**Input data:**
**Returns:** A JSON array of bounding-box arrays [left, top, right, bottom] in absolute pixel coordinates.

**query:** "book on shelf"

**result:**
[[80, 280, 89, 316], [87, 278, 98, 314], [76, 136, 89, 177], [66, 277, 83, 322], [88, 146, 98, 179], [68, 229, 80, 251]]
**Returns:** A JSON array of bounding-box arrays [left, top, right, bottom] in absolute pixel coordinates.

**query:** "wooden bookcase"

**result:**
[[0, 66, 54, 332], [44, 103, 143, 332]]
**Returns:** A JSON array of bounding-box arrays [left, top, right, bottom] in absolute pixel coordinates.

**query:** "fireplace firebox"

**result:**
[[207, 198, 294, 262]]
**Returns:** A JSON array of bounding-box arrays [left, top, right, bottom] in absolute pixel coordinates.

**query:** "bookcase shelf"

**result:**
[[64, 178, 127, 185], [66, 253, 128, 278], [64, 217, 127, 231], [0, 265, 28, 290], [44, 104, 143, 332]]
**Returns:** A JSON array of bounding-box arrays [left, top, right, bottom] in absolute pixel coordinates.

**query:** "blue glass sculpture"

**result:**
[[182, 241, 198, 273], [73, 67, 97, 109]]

...

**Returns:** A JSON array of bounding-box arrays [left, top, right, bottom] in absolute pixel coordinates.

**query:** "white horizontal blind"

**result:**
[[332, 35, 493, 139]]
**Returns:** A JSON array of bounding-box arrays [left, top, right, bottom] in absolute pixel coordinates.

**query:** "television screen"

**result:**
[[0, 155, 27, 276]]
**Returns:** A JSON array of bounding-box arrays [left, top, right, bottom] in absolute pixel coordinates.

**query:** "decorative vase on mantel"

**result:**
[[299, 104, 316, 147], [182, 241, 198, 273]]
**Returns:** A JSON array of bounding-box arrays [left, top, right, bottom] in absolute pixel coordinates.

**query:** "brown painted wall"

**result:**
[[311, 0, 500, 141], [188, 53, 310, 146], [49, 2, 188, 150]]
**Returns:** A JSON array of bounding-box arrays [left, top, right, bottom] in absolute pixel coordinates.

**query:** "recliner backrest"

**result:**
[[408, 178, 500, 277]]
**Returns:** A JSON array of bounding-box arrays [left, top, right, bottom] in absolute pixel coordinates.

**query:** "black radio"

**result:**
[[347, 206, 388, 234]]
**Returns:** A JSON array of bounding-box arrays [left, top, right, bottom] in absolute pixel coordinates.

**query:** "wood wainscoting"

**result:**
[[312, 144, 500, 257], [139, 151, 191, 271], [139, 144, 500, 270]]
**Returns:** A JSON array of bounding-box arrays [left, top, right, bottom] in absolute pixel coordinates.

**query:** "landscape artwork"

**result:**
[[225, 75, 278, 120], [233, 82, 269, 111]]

**Given problem:**
Locate each line in the entries above that contains the word "bookcase", and copy those lines.

**Exercise result:**
**query:** "wooden bookcase"
**query:** "bookcase shelf"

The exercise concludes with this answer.